* Begin Provided records *

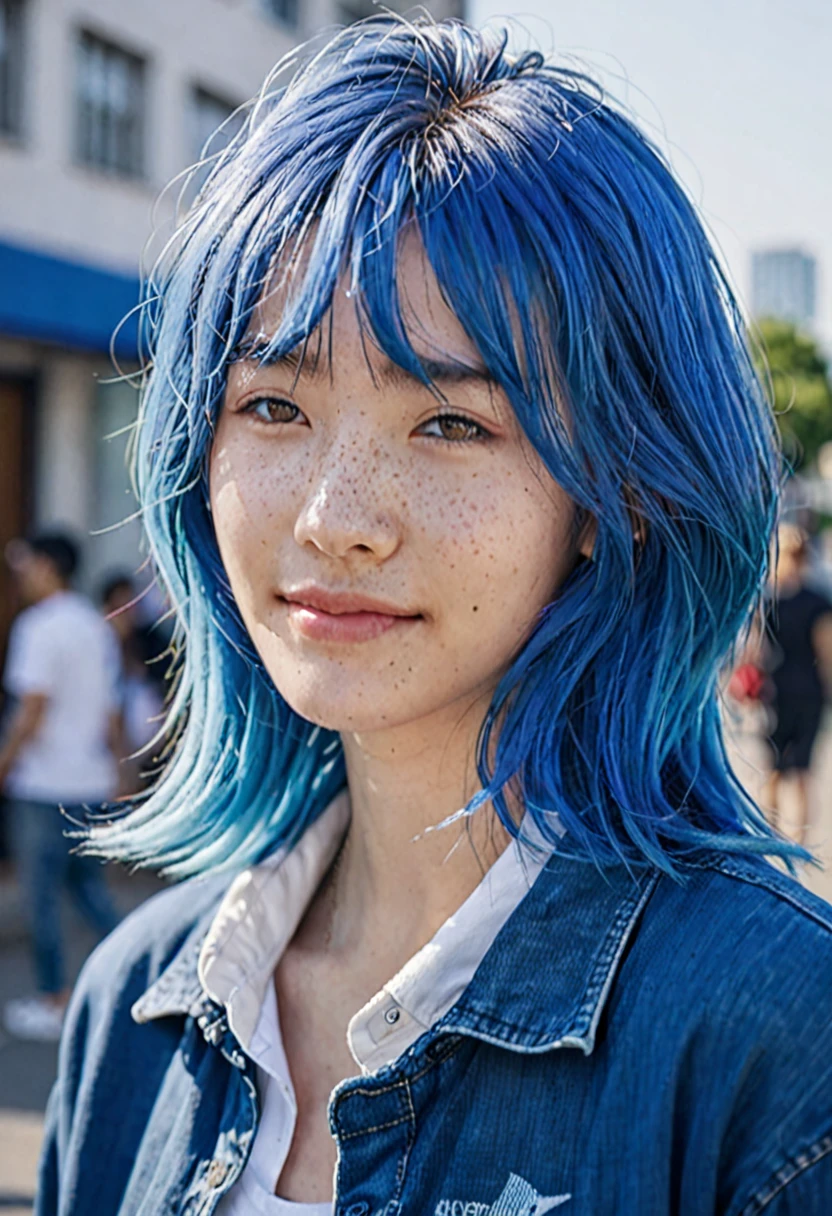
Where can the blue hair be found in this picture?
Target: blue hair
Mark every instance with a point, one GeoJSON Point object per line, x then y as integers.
{"type": "Point", "coordinates": [582, 272]}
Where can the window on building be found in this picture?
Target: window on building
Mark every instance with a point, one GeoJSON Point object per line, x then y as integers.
{"type": "Point", "coordinates": [355, 10]}
{"type": "Point", "coordinates": [207, 113]}
{"type": "Point", "coordinates": [285, 11]}
{"type": "Point", "coordinates": [110, 107]}
{"type": "Point", "coordinates": [11, 66]}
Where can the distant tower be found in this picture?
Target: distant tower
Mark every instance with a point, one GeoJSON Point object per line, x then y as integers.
{"type": "Point", "coordinates": [783, 285]}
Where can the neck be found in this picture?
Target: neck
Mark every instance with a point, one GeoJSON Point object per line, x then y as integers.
{"type": "Point", "coordinates": [393, 872]}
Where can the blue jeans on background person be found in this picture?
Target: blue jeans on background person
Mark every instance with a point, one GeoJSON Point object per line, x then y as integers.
{"type": "Point", "coordinates": [46, 866]}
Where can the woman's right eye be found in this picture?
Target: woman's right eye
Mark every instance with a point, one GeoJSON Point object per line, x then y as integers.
{"type": "Point", "coordinates": [273, 409]}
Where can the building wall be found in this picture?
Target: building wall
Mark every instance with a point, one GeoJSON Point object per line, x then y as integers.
{"type": "Point", "coordinates": [72, 237]}
{"type": "Point", "coordinates": [226, 46]}
{"type": "Point", "coordinates": [783, 285]}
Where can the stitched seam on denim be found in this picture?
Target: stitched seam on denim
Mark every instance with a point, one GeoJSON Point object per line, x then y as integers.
{"type": "Point", "coordinates": [787, 1172]}
{"type": "Point", "coordinates": [625, 915]}
{"type": "Point", "coordinates": [411, 1135]}
{"type": "Point", "coordinates": [724, 866]}
{"type": "Point", "coordinates": [376, 1127]}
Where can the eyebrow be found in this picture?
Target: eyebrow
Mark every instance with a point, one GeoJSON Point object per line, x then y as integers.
{"type": "Point", "coordinates": [438, 371]}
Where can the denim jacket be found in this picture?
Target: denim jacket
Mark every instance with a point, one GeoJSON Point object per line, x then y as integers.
{"type": "Point", "coordinates": [627, 1047]}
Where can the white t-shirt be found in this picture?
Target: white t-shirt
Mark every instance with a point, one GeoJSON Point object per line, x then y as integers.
{"type": "Point", "coordinates": [63, 648]}
{"type": "Point", "coordinates": [252, 927]}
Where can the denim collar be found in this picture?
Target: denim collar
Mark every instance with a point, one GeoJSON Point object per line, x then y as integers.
{"type": "Point", "coordinates": [543, 983]}
{"type": "Point", "coordinates": [546, 978]}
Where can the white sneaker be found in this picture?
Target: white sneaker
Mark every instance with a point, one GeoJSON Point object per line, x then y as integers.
{"type": "Point", "coordinates": [33, 1017]}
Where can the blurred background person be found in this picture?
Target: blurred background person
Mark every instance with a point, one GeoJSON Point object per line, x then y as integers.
{"type": "Point", "coordinates": [57, 755]}
{"type": "Point", "coordinates": [142, 677]}
{"type": "Point", "coordinates": [797, 657]}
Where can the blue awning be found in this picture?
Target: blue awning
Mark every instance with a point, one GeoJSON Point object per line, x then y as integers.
{"type": "Point", "coordinates": [69, 303]}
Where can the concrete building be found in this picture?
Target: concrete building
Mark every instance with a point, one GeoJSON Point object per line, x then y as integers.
{"type": "Point", "coordinates": [783, 285]}
{"type": "Point", "coordinates": [101, 103]}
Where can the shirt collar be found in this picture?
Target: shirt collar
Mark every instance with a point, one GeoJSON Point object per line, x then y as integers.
{"type": "Point", "coordinates": [543, 981]}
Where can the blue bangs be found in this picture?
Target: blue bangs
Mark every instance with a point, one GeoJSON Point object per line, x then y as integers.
{"type": "Point", "coordinates": [580, 271]}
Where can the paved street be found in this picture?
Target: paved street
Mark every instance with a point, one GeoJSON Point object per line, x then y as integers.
{"type": "Point", "coordinates": [27, 1069]}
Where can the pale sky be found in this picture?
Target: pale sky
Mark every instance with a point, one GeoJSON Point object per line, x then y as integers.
{"type": "Point", "coordinates": [738, 93]}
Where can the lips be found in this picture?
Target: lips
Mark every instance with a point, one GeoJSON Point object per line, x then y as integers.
{"type": "Point", "coordinates": [342, 617]}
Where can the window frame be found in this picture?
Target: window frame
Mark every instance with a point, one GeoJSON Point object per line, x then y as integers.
{"type": "Point", "coordinates": [12, 79]}
{"type": "Point", "coordinates": [97, 144]}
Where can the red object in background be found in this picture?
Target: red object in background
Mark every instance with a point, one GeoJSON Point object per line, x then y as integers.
{"type": "Point", "coordinates": [747, 682]}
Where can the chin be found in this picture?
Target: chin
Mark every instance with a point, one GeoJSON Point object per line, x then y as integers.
{"type": "Point", "coordinates": [337, 710]}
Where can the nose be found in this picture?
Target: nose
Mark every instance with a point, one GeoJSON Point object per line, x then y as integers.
{"type": "Point", "coordinates": [344, 511]}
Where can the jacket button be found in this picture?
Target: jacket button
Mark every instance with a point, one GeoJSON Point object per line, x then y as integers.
{"type": "Point", "coordinates": [217, 1174]}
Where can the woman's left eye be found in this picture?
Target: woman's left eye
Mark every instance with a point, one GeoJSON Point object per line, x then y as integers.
{"type": "Point", "coordinates": [454, 428]}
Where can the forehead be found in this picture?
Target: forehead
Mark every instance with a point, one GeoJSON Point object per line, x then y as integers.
{"type": "Point", "coordinates": [433, 330]}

* End Provided records *

What is asked => Write out only what runs from the line holding "Where can the lips be found in this picture?" through the last line of the records, exactly as shown.

Response =>
Where can the lips be found in this picture?
Target: lips
Mark every instance with a point, one GeoJSON Point object per line, x then y as integers.
{"type": "Point", "coordinates": [342, 617]}
Where can the window frame be found in this picture?
Target: window frame
Mark every instance with a point, one GeoJSON Point object per line, x then y as integers.
{"type": "Point", "coordinates": [12, 79]}
{"type": "Point", "coordinates": [97, 144]}
Where can the red object in background be found in this picture?
Target: red object in background
Mark every instance with a point, one GeoJSON Point object per line, x then y as integers.
{"type": "Point", "coordinates": [747, 682]}
Where can the chin be found in this picture?
Target: chin
Mark every instance with a point, one GeoJSON Point object per line, x then y as integers.
{"type": "Point", "coordinates": [337, 710]}
Where can the nose be found in this picture?
Target: nose
Mark every instance with a point, one GeoJSON Point object per line, x then y as integers.
{"type": "Point", "coordinates": [344, 511]}
Where can the jacket button be found in this picture?
Target: jacket button
Mark every instance with a point, one GeoJSON Point object per line, x then y as integers.
{"type": "Point", "coordinates": [217, 1174]}
Where can the woman's left eye be found in this picture?
Target: woman's left eye
Mark every instance with a point, one GeoJSON Point object per line, x then y as integers.
{"type": "Point", "coordinates": [454, 428]}
Where can the forehead be found in this picture?
Target: forehead
Mark every instance with a point, one GeoJSON Point object per line, x then y as integers.
{"type": "Point", "coordinates": [433, 330]}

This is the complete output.